◆ TASK BRIEF
With images removed, return the whole listing exactly as written.

============================================================

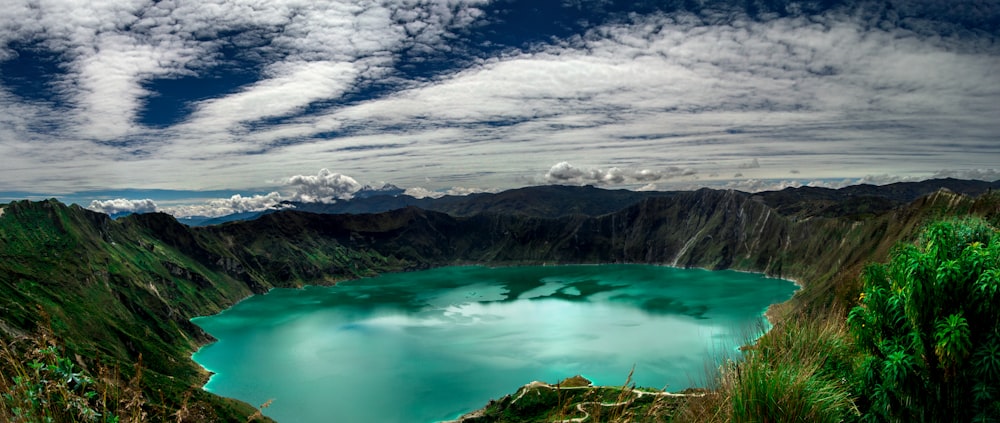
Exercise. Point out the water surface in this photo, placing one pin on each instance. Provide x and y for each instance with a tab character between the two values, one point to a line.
428	346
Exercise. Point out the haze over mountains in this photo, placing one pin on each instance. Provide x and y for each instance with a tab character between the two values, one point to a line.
121	288
560	200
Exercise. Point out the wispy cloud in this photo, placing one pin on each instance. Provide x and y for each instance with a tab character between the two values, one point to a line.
123	205
566	173
838	94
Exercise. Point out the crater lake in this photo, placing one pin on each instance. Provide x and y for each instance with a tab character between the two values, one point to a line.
431	345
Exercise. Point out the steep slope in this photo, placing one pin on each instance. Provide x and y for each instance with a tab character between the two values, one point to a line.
118	289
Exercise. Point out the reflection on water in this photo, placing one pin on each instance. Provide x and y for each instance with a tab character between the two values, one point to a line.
428	346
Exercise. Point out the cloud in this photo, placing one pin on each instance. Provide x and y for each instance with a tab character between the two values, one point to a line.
566	173
326	186
988	175
123	205
409	90
226	206
418	192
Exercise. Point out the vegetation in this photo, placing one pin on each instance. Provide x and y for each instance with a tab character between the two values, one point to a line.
922	344
120	290
576	400
929	328
40	384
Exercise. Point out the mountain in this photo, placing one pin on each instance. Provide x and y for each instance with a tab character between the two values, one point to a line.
121	289
856	201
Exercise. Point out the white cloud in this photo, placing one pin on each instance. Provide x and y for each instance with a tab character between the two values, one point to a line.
326	186
830	95
566	173
123	205
988	175
418	192
226	206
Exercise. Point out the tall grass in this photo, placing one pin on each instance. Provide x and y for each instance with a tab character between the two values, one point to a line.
39	384
798	372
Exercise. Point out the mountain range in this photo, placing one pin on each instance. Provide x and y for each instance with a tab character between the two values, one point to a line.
114	290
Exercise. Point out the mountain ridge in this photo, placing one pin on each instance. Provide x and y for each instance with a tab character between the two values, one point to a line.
121	288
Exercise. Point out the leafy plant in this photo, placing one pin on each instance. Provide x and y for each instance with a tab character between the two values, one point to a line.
928	323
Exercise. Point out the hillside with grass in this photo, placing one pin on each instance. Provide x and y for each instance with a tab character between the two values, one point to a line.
111	299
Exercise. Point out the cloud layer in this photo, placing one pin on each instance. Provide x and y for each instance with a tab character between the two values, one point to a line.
238	94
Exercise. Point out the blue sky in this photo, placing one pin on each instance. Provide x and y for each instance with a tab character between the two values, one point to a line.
210	107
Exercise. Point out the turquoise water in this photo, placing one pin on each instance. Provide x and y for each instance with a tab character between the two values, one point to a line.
431	345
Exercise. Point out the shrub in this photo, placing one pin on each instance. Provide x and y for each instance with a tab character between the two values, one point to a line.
928	324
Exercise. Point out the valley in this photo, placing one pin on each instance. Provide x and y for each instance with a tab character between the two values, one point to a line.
115	290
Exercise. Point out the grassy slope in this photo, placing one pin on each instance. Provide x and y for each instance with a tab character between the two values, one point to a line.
115	290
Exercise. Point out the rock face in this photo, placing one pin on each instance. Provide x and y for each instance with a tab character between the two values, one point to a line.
128	287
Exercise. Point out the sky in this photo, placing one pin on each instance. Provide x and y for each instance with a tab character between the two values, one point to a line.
208	107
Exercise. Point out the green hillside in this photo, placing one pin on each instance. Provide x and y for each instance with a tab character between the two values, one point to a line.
112	291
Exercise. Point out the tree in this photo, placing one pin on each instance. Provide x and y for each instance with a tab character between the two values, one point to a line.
928	323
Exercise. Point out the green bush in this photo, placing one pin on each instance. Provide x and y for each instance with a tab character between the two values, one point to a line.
928	325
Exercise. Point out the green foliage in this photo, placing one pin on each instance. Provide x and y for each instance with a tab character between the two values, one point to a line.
793	374
40	384
928	324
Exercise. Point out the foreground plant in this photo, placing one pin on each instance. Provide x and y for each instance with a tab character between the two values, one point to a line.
929	325
39	384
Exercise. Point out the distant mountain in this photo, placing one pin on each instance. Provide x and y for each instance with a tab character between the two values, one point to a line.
855	201
121	289
385	190
860	201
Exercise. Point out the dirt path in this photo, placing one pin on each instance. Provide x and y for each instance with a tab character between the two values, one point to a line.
580	406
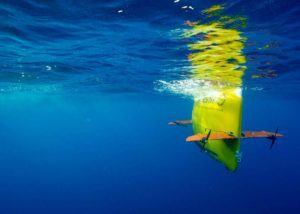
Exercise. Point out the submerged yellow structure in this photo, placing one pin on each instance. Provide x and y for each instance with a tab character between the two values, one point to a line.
216	57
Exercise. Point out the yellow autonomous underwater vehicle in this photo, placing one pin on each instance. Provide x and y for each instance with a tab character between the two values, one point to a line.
217	59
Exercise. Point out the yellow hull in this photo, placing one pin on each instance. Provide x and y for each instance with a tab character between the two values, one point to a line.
220	113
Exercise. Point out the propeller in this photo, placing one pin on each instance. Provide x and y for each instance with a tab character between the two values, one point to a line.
273	138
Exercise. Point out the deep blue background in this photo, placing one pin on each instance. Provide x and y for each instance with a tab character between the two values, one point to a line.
83	130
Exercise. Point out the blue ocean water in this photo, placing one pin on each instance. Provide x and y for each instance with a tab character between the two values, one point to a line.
84	115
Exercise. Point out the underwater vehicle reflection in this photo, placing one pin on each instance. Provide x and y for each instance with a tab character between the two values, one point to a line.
216	57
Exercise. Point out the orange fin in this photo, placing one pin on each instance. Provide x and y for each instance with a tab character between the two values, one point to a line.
226	136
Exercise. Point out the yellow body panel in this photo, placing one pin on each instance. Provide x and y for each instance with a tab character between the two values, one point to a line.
220	114
217	58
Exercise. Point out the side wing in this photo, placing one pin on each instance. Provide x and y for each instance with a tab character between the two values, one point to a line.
227	136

============================================================

◆ WRITTEN ANSWER
Exercise. Point out the water surface in this photo, placing one pin on each instance. Provide x and y for each instance with a tab character between the two values, one point to a line.
428	346
Exercise. Point out the haze over mountains in this photo, placing one pin on each instance. Provide x and y for each instance with a tab character between the two values, one point to a line.
121	288
560	200
Exercise. Point out the wispy cloud in this photo, placing one pin on each instance. Provide x and y for each instance with a tab character between the two values, one point to a line.
123	205
566	173
838	94
Exercise. Point out the crater lake in this photo, placing one pin on each instance. Provide x and y for each instance with a tab character between the two values, one point to a line.
431	345
Exercise. Point out the steep slope in this photo, placing one pin on each instance. Provide x and y for each instance with a tab character between the two values, one point to a line.
118	289
Exercise. Point out the reflection on water in this photo, placing one pin on each instance. Provide x and y for each instance with a tab character between the two values, one point to a line.
428	346
Exercise. Point out the cloud in this photo, placing one pin on each instance. Provide x and y for each instance with a tab character between the two values, one point to a line.
566	173
326	186
988	175
123	205
409	90
226	206
418	192
Exercise. Point out the vegetation in this photo, placing one pin on each instance. Provide x and y for each instance with a tab character between the two values, one point to a line.
922	344
120	290
576	400
929	328
40	384
Exercise. Point out the mountain in this photo, placing one pin on each instance. Provide x and y for each instance with a tab character between the two values, one point to a line.
121	289
856	201
Exercise. Point out the white cloud in this photo, placing one pin on each instance. Provide x and y for each instance with a tab character between the two values, one point to a line.
326	186
830	95
566	173
123	205
988	175
418	192
226	206
Exercise. Point out the tall grass in this photo, placing one pin on each instance. Provide x and y for each instance with a tab character between the two values, one point to a line.
39	384
798	372
Exercise. Point out the mountain range in this photo, placing one pin on each instance. Provide x and y for each instance with a tab character between the two values, one point to a line.
114	290
Exercise. Point out the mountain ridge in this photo, placing one pin on each instance. Provide x and y for each instance with a tab character between the two values, one point to a line.
121	288
Exercise. Point out the leafy plant in this photo, placing one pin on each instance. Provide x and y for each instance with a tab character between the two values, one point to a line.
928	323
Exercise. Point out the hillside with grass in this photo, placing one pin on each instance. Provide x and y for each instance with a tab character between the two values, one point to a line.
111	299
Exercise. Point out the cloud layer in this photo, placing one pin on each instance. Provide x and y for each instance with a tab character between the two values, one point to a line.
238	94
Exercise. Point out the blue sky in this photo, placing one pin on each instance. Provide x and y for each instance with a tab character between the two values, one point to a line.
210	107
Exercise. Point out the turquoise water in this photo, placing one pin on each instance. Provide x and y for each instance with a tab character between the two values, one point to a line.
431	345
Exercise. Point out the shrub in this photo, placing one pin on each instance. Provide x and y for each instance with a tab character between the two values, one point to a line.
928	324
Exercise. Point out the valley in this photo, placing one pin on each instance. Provide x and y for each instance with a tab character between the two values, one point to a line.
115	290
Exercise. Point out the grassy slope in this photo, placing one pin on each instance. Provide x and y for each instance with a tab character between the two values, one point to a line.
115	290
Exercise. Point out the rock face in this photo, placing one pin on each instance. Provide x and y for each instance with a tab character between the two values, one point to a line.
128	287
Exercise. Point out the sky in this photo, placing one pin on each instance. Provide x and y for each instance with a tab character between the two values, one point to a line.
208	107
Exercise. Point out the green hillside in this photo, placing one pin on each instance. Provide x and y for each instance with a tab character between the two values, one point to a line.
112	291
Exercise. Point out the tree in this photo, placing one pin on each instance. Provide x and y for each instance with a tab character between the two values, one point to a line.
928	323
Exercise. Point out the green bush in this photo, placing one pin on each instance. Provide x and y for each instance with a tab character between the two values, one point to a line.
928	325
Exercise. Point out the green foliage in this photo, placing one pin on each instance. Provide x and y for each instance with a tab character between the two values, one point to a line.
793	374
40	384
928	324
Exercise. Point out the foreground plant in this photo, placing one pin on each instance. Provide x and y for each instance with a tab character between the two values, one point to a line.
929	325
39	384
Exercise. Point out the distant mountain in this photo, placing one pin on each instance. Provide x and y for each instance with a tab character between the two values, one point to a line.
855	201
121	289
385	190
860	201
Exercise. Point out the dirt path in this photo, placing one pin on each instance. Provide x and y for each instance with a tab character between the two values, one point to a line.
580	406
Exercise. Point out the submerged yellow structure in this photo, placing one pin on each instance. Provide x and y for each instance with a tab character between the two values, one point to a line.
216	57
Exercise. Point out the yellow autonomous underwater vehicle in this photo, placing one pin on each instance. Provide x and y for each instance with a tab character between the two values, one point to a line.
217	59
Exercise. Point out the yellow hull in this photo, placing one pin on each instance. Provide x and y for each instance with a tab character between the two values, one point to a line.
220	113
Exercise. Point out the propeller in this photo, placing one pin on each instance. Provide x and y for each instance with a tab character between the two values, one point to a line.
273	138
Exercise. Point out the deep blue background in this photo, placing one pin on each instance. Provide x and y for each instance with a tab character between the two values, one point to a line.
83	130
Exercise. Point out the blue ocean water in this photo, placing one pin on each instance. Provide x and y for each instance with a tab character between the two values, one point to a line.
84	115
Exercise. Point out the underwater vehicle reflection in this photo, placing one pin on each instance. Provide x and y for each instance with a tab character between the two values, one point to a line.
216	57
Exercise. Point out the orange fin in this photo, placing one pin on each instance. Provide x and y for each instance with a tab character between the two values, one point to a line.
226	136
Exercise. Point out the yellow body panel in this photo, placing one pin on each instance. Provide x and y for each instance with a tab character between the two values, one point to a line.
220	114
217	58
Exercise. Point out the side wing in this photo, placing one pin on each instance. Provide x and y for each instance with a tab character between the two values, one point to a line.
227	136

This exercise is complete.